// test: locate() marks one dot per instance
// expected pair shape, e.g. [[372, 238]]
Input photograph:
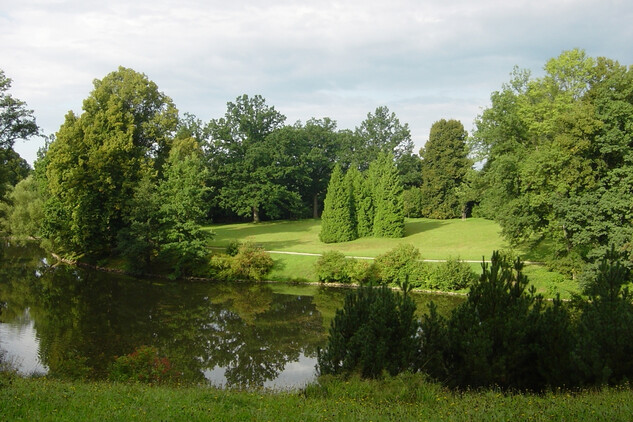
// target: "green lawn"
[[437, 239], [470, 239]]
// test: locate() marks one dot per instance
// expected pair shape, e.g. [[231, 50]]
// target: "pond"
[[72, 322]]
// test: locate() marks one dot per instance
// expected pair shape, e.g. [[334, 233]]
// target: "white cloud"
[[425, 60]]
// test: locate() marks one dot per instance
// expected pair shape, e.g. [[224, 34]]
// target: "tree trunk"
[[315, 206], [255, 214]]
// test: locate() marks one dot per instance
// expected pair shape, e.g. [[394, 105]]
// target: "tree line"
[[131, 176]]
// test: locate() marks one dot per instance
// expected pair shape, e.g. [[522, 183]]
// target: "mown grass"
[[403, 398], [471, 239]]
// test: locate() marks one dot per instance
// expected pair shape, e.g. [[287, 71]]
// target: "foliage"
[[233, 247], [251, 262], [24, 214], [444, 168], [337, 221], [388, 203], [401, 264], [143, 365], [606, 323], [412, 200], [333, 267], [251, 157], [557, 157], [97, 159], [501, 336], [16, 121], [452, 274], [374, 332], [381, 132], [183, 195], [362, 271]]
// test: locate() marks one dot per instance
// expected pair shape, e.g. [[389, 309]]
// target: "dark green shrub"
[[333, 267], [362, 271], [374, 332], [251, 262], [503, 336], [233, 247], [605, 329], [452, 274], [394, 266], [143, 365]]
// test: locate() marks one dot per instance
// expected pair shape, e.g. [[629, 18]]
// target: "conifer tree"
[[337, 223], [389, 205]]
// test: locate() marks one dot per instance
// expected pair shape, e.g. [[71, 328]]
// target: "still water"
[[66, 321]]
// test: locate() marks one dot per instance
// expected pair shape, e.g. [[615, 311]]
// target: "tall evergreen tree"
[[337, 222], [444, 166], [364, 204], [389, 205]]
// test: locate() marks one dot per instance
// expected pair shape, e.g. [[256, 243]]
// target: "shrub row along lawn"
[[403, 398], [470, 239]]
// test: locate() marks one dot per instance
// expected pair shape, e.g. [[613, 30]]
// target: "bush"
[[143, 365], [251, 262], [452, 274], [233, 247], [605, 329], [375, 331], [362, 271], [503, 336], [401, 263], [333, 267]]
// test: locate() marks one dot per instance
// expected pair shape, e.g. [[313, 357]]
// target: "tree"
[[337, 221], [16, 121], [23, 210], [98, 158], [320, 152], [388, 200], [182, 195], [244, 164], [380, 132], [373, 332], [445, 164], [557, 152]]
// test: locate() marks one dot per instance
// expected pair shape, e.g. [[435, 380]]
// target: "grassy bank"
[[437, 239], [470, 239], [402, 398]]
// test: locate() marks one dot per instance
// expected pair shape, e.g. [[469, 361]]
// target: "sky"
[[424, 59]]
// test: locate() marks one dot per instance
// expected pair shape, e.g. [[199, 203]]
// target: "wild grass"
[[403, 398]]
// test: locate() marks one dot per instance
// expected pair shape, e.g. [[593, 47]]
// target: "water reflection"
[[228, 334]]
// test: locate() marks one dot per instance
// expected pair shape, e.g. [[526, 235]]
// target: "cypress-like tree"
[[389, 204], [363, 203], [444, 166], [337, 222]]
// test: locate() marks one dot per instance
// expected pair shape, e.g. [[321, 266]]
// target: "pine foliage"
[[389, 217]]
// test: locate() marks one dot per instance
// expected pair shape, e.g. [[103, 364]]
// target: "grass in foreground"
[[437, 239], [403, 398]]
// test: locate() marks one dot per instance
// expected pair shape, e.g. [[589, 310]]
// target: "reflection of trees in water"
[[253, 351], [85, 319]]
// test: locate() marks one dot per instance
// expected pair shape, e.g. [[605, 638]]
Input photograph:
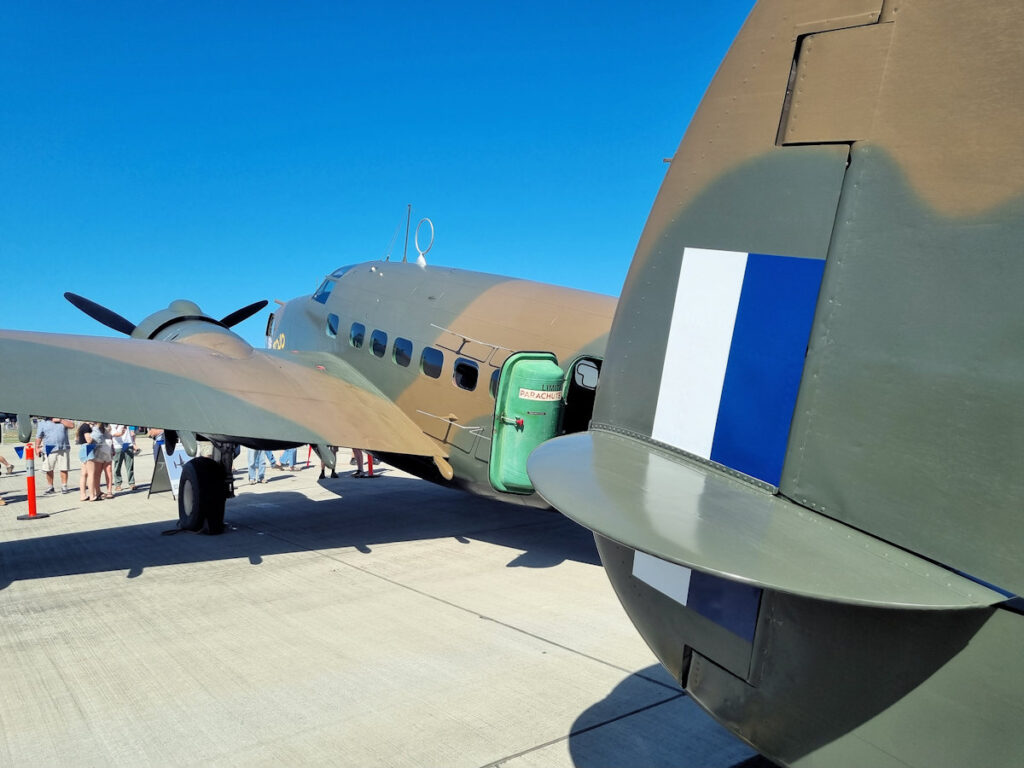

*****

* The task *
Every entry above is to be printed again exactly, pictures omitted.

* Exercise result *
// test: locate() marks one dot per instance
// expected pair shape, e.g. [[372, 238]]
Input photograph:
// target: "green lawn"
[[437, 239], [470, 239]]
// test: locate() marks one dot per instance
// expected pair shape, e.g. [[231, 50]]
// target: "pond"
[[72, 322]]
// test: locate() marks one dot per instance
// expected pair shape, e.g. [[334, 233]]
// target: "white cloud"
[[425, 60]]
// test: locate() marks one dot per instance
// expected pair shape, e.g. [[224, 34]]
// target: "tree trunk"
[[315, 206], [255, 214]]
// test: locate() marks one dot per instance
// expected pair shape, e.g. [[394, 105]]
// target: "tree line"
[[131, 176]]
// test: locate() marks one dot per instance
// expected pair shape, e.g. [[522, 183]]
// target: "mown grass"
[[403, 398], [471, 239]]
// test: locate() marks one dot per instance
// expected pair shape, e.g. [[287, 71]]
// target: "foliage"
[[233, 247], [251, 262], [24, 214], [444, 168], [337, 221], [388, 203], [401, 264], [143, 365], [606, 323], [412, 200], [333, 267], [251, 157], [557, 157], [97, 159], [501, 336], [16, 121], [452, 274], [374, 332], [381, 132], [183, 195], [362, 271]]
// test: locate() marks one dot per instance
// expected pair shape, e.g. [[389, 309]]
// target: "dark green shrub"
[[333, 267], [362, 271], [374, 332], [251, 262], [503, 336], [233, 247], [605, 329], [452, 274], [394, 266], [143, 365]]
// test: locate() marks one dot per instance
// expected pair shape, e.g. [[629, 18]]
// target: "conifer tree"
[[337, 223], [389, 205]]
// test: locate() marks one dot per instance
// expected pair shape, e.g. [[71, 328]]
// target: "still water"
[[66, 321]]
// test: locate() marks one dot per instance
// expected pair shape, e.g. [[615, 311]]
// target: "tall evergreen tree"
[[337, 222], [444, 166], [364, 204], [389, 205]]
// test: locate() marks one dot per instance
// expected pair shape, e.g. [[256, 243]]
// target: "shrub row along lawn"
[[403, 398], [470, 239]]
// test: locate() marks one dot per instance
// expected pair shape, e.g. [[613, 30]]
// target: "bush"
[[143, 365], [251, 262], [452, 274], [233, 247], [605, 329], [375, 331], [362, 271], [503, 336], [401, 263], [333, 267]]
// test: locate() marks one dot per instance
// expected pair shape, e.g. [[313, 357]]
// target: "tree"
[[337, 221], [16, 121], [23, 210], [98, 158], [320, 152], [388, 200], [182, 195], [244, 164], [380, 132], [373, 332], [445, 164], [557, 152]]
// test: locate() marks one dot per instance
// expected pair shape, e.g. [[435, 380]]
// target: "grassy bank"
[[437, 239], [470, 239], [402, 398]]
// test: locate() marks one dot per instance
// expected pair shape, e.g. [[469, 361]]
// target: "sky"
[[424, 59]]
// test: locate() marks one dot per instance
// expected pair shape, e.g. [[199, 203]]
// target: "wild grass"
[[403, 398]]
// test: locate() marks one dot per instance
// expected pair shape, e.g. [[593, 47]]
// target: "water reflection"
[[228, 334]]
// test: locate() marks one dot per instance
// expected pair shape, e.g. [[526, 235]]
// target: "cypress-like tree"
[[389, 204], [363, 203], [444, 166], [337, 222]]
// test: locate() marks one dot per instance
// expected pair shape, e.g. [[321, 266]]
// target: "pine foliage"
[[389, 217]]
// test: locate() marks one dot per instance
// expected pair shape, e.g. [[103, 364]]
// target: "grass in foreground"
[[437, 239], [403, 398]]
// test: locate() marks one dot per instance
// expected pair shape, e.g. [[589, 310]]
// target: "reflection of trees in water"
[[253, 351], [85, 319]]
// test: locate() marks one dot per instance
// expected pair shape, e.g. [[605, 638]]
Input photograph:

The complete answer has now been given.